**WHAT YOU SHOULD DO**: Turn every line of the entries below into a Markdown table with two columns, Row and Line. Number the rows in order and leave out any blank lines.

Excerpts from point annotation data
========

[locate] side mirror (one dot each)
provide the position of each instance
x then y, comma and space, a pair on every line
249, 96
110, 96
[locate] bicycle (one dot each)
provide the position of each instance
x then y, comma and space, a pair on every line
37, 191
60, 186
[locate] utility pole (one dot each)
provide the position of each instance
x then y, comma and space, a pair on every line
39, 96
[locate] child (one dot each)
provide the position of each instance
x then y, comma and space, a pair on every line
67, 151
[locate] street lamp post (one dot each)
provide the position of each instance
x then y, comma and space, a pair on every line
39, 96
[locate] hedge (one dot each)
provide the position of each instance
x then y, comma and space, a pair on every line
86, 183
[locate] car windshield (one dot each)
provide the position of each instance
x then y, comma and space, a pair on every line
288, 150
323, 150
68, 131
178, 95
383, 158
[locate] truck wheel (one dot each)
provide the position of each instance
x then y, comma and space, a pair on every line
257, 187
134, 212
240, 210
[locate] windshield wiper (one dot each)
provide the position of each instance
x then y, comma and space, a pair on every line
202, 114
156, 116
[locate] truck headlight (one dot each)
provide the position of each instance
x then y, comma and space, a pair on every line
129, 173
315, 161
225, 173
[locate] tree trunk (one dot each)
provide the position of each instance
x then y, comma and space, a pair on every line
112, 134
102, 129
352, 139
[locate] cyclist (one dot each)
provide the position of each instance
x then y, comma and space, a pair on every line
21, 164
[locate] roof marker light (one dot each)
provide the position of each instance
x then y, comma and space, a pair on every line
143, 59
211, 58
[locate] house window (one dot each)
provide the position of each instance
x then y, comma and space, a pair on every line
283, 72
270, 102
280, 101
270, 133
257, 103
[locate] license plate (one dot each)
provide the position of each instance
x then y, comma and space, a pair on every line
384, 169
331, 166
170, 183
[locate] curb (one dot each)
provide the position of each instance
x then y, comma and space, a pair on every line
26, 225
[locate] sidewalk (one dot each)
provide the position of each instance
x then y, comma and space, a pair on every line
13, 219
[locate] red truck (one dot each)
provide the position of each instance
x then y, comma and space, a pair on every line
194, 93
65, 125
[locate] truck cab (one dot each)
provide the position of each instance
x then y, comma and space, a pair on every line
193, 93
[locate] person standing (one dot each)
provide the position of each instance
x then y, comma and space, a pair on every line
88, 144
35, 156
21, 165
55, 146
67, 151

========

**RESULT OF THIS TASK**:
| Row | Line |
|---|---|
| 1 | [locate] side mirror (one dot each) |
| 2 | provide the position of each instance |
| 3 | x then y, comma and space, a pair on every line |
| 4 | 249, 96 |
| 5 | 110, 96 |
| 6 | [locate] bicycle (one dot each) |
| 7 | provide the position of each instance |
| 8 | x then y, comma and space, a pair on every line |
| 9 | 37, 191 |
| 10 | 60, 186 |
| 11 | [locate] utility pole (one dot each) |
| 12 | provide the position of each instance |
| 13 | x then y, comma and space, a pair on every line |
| 14 | 39, 96 |
| 15 | [locate] child (one dot each) |
| 16 | provide the position of each instance |
| 17 | x then y, comma and space, a pair on every line |
| 18 | 67, 151 |
| 19 | [locate] street lamp post (one dot each) |
| 20 | provide the position of each instance |
| 21 | x then y, comma and space, a pair on every line |
| 22 | 39, 96 |
| 23 | [locate] hedge (one dot each) |
| 24 | provide the position of each instance |
| 25 | x then y, comma and space, a pair on every line |
| 26 | 86, 183 |
| 27 | [locate] car windshield (one dot each) |
| 28 | provide the position of each instance |
| 29 | x then y, comma and space, a pair on every line |
| 30 | 288, 150 |
| 31 | 323, 150 |
| 32 | 68, 131 |
| 33 | 178, 95 |
| 34 | 383, 158 |
| 35 | [locate] truck wheel (one dot each) |
| 36 | provide the position of each instance |
| 37 | x then y, comma and space, a pair on every line |
| 38 | 257, 187 |
| 39 | 134, 212 |
| 40 | 240, 210 |
| 41 | [locate] windshield wiper (one dot each) |
| 42 | provide the position of each instance |
| 43 | x then y, comma and space, a pair on every line |
| 44 | 202, 114 |
| 45 | 156, 116 |
| 46 | [locate] truck headlight (one dot each) |
| 47 | provide the position of each instance |
| 48 | x then y, comma and space, a pair on every line |
| 49 | 129, 173 |
| 50 | 315, 161 |
| 51 | 225, 173 |
| 52 | [locate] tree trunk (one dot each) |
| 53 | provide the position of each instance |
| 54 | x then y, comma and space, a pair on every line |
| 55 | 112, 134 |
| 56 | 102, 129 |
| 57 | 352, 139 |
| 58 | [locate] cyclist (one dot each) |
| 59 | provide the position of each instance |
| 60 | x then y, comma and space, a pair on every line |
| 61 | 21, 164 |
| 62 | [locate] roof marker light (one dot each) |
| 63 | provide the position of each instance |
| 64 | x then y, comma and space, a pair on every line |
| 65 | 143, 59 |
| 66 | 211, 58 |
| 67 | [locate] house window (one dot each) |
| 68 | provide the position of each instance |
| 69 | x then y, comma and space, a pair on every line |
| 70 | 283, 72 |
| 71 | 270, 102 |
| 72 | 280, 101 |
| 73 | 270, 133 |
| 74 | 257, 103 |
| 75 | [locate] license plate (one dot each) |
| 76 | provide the position of each instance |
| 77 | x then y, comma and space, a pair on every line |
| 78 | 384, 169 |
| 79 | 331, 166 |
| 80 | 170, 183 |
| 81 | [locate] curb (one dot each) |
| 82 | provide the position of each instance |
| 83 | x then y, comma and space, a pair on every line |
| 84 | 26, 225 |
| 85 | [locate] sidewalk (one dot each) |
| 86 | provide the position of each instance |
| 87 | x then y, comma and space, a pair on every line |
| 88 | 13, 219 |
| 89 | [locate] red truck (one dot each) |
| 90 | provide the position of each instance |
| 91 | x then y, comma and space, a pair on every line |
| 92 | 194, 93 |
| 93 | 65, 125 |
| 94 | [locate] truck cab (one dot each) |
| 95 | provide the position of each instance |
| 96 | x then y, comma and space, a pair on every line |
| 97 | 193, 93 |
| 98 | [locate] person standing (one dot each) |
| 99 | provide the position of each instance |
| 100 | x then y, comma and space, a pair on every line |
| 101 | 88, 144 |
| 102 | 35, 156 |
| 103 | 21, 165 |
| 104 | 55, 146 |
| 105 | 67, 151 |